* **Goal of the exercise**
Decide whether each statement agrees with the passage about Tomo Riba below. Answer yes or no for each, and quote the words from the passage that decide it.
1. He entered the Parliament of India in 1996 as an Independent candidate.
2. After losing the elections, he moved to Delhi.
3. He died on 16 February 2000.

It would be left to an issue that he would often confront the central Govt many times over that would catapult him into the Parliament of India in 1996. This was when he would contest from the Western Parliamentary Constituency and win again as an Independent candidate on the issue of the settlement of Chakma and Hajong refugees in the State.

It would be in Delhi that he would spend the last few years of his active political life and when the NDA government would fall and re-elections held, he would lose the elections and return home to his residence in Naharlagun.

Fatefully, this would also be when he would spend a lot of time with family and relatives, imaginably in making up for when he could not afford to be present, swept away as he was with the demands of an active political life. Along with his family, the plants in his garden too would benefit from the love and nurturing that he would showeron them.

He would eventually fall victim to his illness and after a brief hospitalization at the Ramakrishna Mission in Itanagar and later at the Downtown Hospital in Guwahati, the legend that was Tomo Riba, would expire in the early hours of 16 February 2000.

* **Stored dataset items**
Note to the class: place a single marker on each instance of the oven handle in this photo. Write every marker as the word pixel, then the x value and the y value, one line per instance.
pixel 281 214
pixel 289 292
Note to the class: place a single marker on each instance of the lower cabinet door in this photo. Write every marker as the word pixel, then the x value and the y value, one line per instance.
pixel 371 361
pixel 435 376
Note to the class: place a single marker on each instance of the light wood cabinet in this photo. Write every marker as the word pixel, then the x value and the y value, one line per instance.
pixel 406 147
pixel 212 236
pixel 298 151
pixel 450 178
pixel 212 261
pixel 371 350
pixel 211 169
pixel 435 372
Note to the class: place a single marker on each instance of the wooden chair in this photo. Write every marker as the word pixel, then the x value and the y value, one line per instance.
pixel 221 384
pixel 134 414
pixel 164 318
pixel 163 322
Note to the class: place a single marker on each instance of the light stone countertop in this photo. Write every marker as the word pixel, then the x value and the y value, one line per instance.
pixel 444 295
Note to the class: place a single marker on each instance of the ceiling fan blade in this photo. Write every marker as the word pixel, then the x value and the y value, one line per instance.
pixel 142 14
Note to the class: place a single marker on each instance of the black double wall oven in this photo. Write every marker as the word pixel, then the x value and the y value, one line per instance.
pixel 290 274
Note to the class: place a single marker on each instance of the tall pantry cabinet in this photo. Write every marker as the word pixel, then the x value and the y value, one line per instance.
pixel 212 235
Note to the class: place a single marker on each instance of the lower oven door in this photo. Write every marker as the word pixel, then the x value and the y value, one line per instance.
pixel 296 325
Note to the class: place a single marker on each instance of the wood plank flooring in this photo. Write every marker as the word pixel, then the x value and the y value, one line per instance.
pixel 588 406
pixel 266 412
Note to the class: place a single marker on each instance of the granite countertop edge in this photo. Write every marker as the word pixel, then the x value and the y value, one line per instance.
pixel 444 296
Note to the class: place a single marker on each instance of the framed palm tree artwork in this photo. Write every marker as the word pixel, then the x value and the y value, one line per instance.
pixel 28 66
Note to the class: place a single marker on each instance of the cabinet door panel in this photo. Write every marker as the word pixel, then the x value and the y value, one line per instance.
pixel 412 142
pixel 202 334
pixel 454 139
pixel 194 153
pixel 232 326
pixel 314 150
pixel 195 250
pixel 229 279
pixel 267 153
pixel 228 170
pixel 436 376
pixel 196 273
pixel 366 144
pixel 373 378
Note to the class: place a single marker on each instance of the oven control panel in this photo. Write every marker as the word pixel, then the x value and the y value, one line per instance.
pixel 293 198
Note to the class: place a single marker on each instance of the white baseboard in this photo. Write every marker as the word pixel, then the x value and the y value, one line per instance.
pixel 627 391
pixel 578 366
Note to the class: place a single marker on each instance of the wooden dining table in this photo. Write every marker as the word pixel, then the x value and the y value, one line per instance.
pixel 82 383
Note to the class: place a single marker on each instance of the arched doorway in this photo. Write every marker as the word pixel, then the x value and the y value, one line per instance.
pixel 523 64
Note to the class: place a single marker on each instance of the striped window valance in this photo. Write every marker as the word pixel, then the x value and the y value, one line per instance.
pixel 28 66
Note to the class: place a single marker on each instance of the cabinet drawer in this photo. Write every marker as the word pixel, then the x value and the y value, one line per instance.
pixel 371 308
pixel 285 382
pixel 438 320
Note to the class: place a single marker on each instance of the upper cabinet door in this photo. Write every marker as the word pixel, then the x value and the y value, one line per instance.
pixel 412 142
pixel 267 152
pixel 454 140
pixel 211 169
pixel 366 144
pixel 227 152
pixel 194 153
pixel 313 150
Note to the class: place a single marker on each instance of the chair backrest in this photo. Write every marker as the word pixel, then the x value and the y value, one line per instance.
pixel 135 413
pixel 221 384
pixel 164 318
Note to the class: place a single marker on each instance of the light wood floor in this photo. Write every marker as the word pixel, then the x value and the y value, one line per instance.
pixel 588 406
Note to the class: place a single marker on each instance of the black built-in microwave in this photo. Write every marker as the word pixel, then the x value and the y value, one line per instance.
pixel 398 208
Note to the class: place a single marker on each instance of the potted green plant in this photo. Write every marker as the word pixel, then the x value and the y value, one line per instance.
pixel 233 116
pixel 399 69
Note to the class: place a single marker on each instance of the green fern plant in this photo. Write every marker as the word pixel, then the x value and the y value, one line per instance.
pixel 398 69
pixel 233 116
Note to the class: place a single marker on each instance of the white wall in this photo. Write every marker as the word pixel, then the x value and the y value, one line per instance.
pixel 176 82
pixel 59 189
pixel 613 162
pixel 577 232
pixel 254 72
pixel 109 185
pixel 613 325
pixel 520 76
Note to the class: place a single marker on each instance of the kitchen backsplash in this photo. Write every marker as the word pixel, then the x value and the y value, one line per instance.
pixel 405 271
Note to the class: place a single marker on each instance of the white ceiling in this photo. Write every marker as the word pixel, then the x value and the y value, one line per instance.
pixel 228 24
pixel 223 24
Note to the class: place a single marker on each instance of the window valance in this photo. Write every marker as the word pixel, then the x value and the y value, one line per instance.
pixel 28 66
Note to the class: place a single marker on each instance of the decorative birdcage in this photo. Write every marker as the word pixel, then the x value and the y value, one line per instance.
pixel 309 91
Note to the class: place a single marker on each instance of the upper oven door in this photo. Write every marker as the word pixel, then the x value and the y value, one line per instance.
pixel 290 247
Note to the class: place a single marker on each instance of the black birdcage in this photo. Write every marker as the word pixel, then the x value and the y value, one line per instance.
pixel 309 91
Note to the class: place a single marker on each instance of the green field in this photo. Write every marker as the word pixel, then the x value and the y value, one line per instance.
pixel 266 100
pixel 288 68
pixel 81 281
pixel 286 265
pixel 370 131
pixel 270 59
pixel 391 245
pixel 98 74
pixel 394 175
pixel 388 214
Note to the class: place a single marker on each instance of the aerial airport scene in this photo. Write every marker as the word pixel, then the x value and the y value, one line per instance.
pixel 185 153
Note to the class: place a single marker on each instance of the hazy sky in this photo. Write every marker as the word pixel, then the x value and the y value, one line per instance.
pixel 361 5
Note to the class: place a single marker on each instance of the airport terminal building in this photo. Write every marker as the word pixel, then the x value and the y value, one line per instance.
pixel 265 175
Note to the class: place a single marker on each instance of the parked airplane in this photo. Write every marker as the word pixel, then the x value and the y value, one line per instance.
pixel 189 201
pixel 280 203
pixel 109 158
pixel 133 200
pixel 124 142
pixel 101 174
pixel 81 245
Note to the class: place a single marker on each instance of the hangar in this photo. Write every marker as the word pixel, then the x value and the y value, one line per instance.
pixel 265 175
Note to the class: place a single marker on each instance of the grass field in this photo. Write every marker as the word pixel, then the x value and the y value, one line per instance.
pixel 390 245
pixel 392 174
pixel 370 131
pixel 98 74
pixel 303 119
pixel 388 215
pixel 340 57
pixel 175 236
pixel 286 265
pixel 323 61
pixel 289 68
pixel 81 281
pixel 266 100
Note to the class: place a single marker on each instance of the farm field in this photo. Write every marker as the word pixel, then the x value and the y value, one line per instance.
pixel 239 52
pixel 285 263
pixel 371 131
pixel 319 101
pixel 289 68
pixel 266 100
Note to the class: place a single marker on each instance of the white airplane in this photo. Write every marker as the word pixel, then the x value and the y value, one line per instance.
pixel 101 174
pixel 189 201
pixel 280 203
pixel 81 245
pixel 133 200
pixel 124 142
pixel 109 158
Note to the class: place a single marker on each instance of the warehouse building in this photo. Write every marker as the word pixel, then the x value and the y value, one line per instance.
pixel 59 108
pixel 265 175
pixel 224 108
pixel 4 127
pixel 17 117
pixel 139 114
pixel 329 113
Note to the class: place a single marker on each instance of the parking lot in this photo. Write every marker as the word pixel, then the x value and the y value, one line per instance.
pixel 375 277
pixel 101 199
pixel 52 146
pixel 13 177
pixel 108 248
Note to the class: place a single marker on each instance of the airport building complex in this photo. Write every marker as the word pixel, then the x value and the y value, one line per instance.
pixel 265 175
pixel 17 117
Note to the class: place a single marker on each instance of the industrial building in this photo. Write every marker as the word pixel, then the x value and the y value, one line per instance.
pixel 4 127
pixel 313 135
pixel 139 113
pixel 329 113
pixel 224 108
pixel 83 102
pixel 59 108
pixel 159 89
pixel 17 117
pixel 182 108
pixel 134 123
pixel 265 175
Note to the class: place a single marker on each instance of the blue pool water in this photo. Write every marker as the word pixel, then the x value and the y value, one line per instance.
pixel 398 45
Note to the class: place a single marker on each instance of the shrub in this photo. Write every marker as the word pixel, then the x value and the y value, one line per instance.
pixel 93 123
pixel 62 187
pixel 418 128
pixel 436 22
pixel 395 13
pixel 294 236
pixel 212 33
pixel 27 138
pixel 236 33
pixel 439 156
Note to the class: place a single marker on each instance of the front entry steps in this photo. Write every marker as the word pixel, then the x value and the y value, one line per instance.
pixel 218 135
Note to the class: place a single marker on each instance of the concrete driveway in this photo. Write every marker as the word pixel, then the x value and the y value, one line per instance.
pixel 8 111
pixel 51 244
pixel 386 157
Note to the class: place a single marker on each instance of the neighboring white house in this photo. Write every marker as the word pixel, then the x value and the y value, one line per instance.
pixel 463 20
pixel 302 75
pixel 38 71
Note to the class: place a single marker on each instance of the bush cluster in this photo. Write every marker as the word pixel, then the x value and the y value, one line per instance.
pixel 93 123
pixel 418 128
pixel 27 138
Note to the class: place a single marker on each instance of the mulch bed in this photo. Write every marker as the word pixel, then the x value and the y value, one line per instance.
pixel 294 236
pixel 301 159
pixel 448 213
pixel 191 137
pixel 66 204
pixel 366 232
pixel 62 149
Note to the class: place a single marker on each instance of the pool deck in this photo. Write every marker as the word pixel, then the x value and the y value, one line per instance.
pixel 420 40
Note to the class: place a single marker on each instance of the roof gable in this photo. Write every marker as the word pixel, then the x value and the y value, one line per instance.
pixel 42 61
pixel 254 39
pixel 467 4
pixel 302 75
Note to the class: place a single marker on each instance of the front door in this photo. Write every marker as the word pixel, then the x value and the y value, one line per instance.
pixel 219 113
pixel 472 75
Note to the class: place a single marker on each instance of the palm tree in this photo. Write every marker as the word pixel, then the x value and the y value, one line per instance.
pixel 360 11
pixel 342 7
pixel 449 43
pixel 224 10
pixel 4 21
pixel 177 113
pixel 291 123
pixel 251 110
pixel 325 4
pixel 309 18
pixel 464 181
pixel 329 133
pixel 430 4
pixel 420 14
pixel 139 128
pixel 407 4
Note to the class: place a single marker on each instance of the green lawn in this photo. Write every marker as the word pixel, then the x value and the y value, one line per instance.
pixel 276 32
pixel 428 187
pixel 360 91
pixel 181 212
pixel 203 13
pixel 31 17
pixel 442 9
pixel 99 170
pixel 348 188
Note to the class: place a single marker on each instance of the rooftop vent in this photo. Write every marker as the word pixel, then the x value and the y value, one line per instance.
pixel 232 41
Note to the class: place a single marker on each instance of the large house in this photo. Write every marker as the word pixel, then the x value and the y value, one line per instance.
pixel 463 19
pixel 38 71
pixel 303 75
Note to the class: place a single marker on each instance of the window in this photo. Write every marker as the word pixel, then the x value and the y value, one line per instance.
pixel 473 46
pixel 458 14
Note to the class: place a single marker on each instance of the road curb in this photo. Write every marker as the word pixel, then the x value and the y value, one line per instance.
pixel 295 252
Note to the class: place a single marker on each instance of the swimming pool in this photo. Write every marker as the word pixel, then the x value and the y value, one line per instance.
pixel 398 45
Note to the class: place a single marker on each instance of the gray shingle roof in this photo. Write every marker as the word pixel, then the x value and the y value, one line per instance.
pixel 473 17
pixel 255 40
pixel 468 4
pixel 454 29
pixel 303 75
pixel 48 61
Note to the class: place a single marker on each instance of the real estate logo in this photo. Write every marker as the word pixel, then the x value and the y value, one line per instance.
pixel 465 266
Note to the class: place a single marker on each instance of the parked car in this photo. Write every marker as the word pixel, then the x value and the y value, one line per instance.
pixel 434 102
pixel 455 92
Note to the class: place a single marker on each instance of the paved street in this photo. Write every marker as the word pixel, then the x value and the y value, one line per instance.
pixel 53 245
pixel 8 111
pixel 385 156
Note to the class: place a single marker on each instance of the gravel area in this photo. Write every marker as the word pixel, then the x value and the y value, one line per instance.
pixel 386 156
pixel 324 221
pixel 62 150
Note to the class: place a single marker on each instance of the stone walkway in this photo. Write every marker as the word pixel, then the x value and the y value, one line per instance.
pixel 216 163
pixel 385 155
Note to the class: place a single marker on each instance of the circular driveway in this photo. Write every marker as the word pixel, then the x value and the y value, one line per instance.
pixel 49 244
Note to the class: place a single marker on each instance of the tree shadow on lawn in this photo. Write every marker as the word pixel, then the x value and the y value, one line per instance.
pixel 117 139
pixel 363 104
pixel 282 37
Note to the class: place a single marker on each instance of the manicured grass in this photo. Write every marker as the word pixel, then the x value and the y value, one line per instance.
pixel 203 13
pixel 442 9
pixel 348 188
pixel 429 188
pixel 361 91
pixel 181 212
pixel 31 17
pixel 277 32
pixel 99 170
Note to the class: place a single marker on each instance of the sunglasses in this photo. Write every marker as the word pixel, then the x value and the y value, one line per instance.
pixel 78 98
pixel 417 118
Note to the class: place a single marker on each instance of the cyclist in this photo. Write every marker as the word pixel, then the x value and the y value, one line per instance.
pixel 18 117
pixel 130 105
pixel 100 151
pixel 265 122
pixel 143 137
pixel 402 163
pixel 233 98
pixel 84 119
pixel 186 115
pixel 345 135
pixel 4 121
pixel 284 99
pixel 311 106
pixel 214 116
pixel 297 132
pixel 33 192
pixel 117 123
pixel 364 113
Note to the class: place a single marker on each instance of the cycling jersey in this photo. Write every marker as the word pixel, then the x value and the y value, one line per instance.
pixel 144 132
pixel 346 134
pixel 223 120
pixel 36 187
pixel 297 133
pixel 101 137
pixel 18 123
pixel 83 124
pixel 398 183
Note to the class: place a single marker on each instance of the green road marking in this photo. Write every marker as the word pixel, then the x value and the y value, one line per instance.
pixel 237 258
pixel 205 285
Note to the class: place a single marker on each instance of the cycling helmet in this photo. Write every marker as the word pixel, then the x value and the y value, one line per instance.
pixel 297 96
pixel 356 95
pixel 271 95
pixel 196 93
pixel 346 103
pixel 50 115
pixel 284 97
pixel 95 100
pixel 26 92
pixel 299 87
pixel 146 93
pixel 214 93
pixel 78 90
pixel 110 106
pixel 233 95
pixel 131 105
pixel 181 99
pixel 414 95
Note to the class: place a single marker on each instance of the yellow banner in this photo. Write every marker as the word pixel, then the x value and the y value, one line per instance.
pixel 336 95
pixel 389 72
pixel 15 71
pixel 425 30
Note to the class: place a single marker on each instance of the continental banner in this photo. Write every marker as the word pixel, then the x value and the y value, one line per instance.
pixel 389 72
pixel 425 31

* **Answer box**
1. Yes: "catapult him into the Parliament of India in 1996" and "win again as an Independent candidate"
2. No: "he would lose the elections and return home to his residence in Naharlagun"
3. Yes: "would expire in the early hours of 16 February 2000"